### Source passage
[Start of section]

We listen to music occasionally, but this room is primarily going to be for movies and TV so I'm really not concerned with music. I have decided to go with an AT screen and put all three speakers behind the screen. More than likely they will be all floorstanding speakers and identical. My one question is, do you think I would be okay to drywall around the large hole where the screen will be?


----------



## Tonto (Jun 30, 2007)

Most walls are a frame covered with fabric. Why are you considering dry wall?


----------



## eclipse911t (Jan 8, 2013)

A baffle wall is typically dry walled across the entire front with only cut outs for the speakers. This is of course designed for large rooms with horns. Not sure how it translates to dome tweeters. I'd do some more planning based on your specific speaker choice. Do you know what you'll be using?

Regardless I wouldn't suggest drywall around the screen. If do a true baffle wall or a true false wall with only fabric that is entirely AT.


----------



## NBPk402 (Feb 21, 2012)

Make sure you leave a way to get behind the screen in case you need to. :T


----------



## Dream Theater (Sep 14, 2014)

I ended up going with the Epson 3020 because I got a great deal on a manufacture refurbished unit. Also broke down and ordered a Jamestown Seymour 130" screen. I'm sure I'll be glad I did!


----------



## NBPk402 (Feb 21, 2012)

Dream Theater said:


> I ended up going with the Epson 3020 because I got a great deal on a manufacture refurbished unit. Also broke down and ordered a Jamestown Seymour 130" screen. I'm sure I'll be glad I did!


Did you get the AT screen?


----------



## Dream Theater (Sep 14, 2014)

ellisr63 said:


> Did you get the AT screen?


Yep, the AT screen with the Seymour XD material.


----------



## Dream Theater (Sep 14, 2014)

Here is a recent pic of my home theater. I laid subfloor on the concrete. There is going to be a platform at the back of the room.


----------



## Tonto (Jun 30, 2007)

Have you decide how far out to move the screen wall & stage?


----------



## Dream Theater (Sep 14, 2014)

Tonto said:


> Have you decide how far out to move the screen wall & stage?


 It's hard to tell from the pic , but the wall is 16 inches away from the cinder block. Originally I was going to build an access panel to get behind the wall from the other room, but I am probably going to have access to get behind the AT screen by lifting it up.


----------



## Dream Theater (Sep 14, 2014)

Here is a pic of my upper platform ( incomplete ).









I think I'm going to put a long table with stools on it, but don't have my mind completely made up.


----------



## Dream Theater (Sep 14, 2014)

I'm in the process of building my equipment rack. How wide should the rack be? From what I've seen it should be 19"


----------



## bpape (Sep 14, 2006)

[End of section]

### Information given
[Start of section]

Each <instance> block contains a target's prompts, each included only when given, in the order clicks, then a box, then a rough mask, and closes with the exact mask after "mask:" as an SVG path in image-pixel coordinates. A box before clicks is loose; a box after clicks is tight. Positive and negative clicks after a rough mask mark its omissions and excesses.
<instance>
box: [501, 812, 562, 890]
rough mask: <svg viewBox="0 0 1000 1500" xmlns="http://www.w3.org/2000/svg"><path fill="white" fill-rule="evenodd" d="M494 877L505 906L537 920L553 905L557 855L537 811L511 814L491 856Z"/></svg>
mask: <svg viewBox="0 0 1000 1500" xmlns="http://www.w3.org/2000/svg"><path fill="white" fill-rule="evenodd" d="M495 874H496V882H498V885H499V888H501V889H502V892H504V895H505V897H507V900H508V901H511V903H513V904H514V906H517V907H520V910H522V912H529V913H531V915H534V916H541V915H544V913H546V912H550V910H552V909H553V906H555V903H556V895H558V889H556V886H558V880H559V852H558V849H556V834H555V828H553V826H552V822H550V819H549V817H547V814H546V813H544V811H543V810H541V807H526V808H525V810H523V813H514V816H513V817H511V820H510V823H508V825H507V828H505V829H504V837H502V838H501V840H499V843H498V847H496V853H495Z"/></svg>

[End of section]

### About this exercise
Carry on the home theater forum thread from its final line. The lines have no role in this.

### Output of the task
Used to be pretty much everything was the 19" standard. The 19" was center to center for a hole pattern running down the rack taht allows items to be bolted into place by their front covers or optional 'ears'. Today, some things don't follow that. Most do. If you have the space, I'd give it maybe 22" inside just to be safe.


----------



## Tonto (Jun 30, 2007)

DT wrote:



> the wall is 16 inches away from the cinder block
> 
> Read more: http://www.hometheatershack.com/for...st-pics-my-dream-theater-3.html#ixzz3HNyuFwtP


That doesn't leave much room behind the speakers. I would consider moving it out further, closer to 3 ft. Most speakers don't like being close to the wall. It is a trade off between room size & sound. What is one to do?!!!


----------



## Dream Theater (Sep 14, 2014)

Tonto said:


> DT wrote: That doesn't leave much room behind the speakers. I would consider moving it out further, closer to 3 ft. Most speakers don't like being close to the wall. It is a trade off between room size & sound. What is one to do?!!!


Unfortunately that's not an option. The speakers I'm looking for are going to have to be front ported. I'm hoping that will save me on sound.


----------



## Tonto (Jun 30, 2007)

I knew you were gonna say that, which brings me back to the M1's. If I remember correctly, they are sealed, which would work. Here is what Craig had to say about them.



> Join Date:Jul 2004
> Posts:5,819Rep Power:10
> Guys - I can say with a lot of confidence that there is nothing one can buy for $200/pair or $500 for 5.0 channels that will come close to the M-1's.
> 
> ...


I could really see 3 of these behind your screen. Did you ever call Craig & talk about them?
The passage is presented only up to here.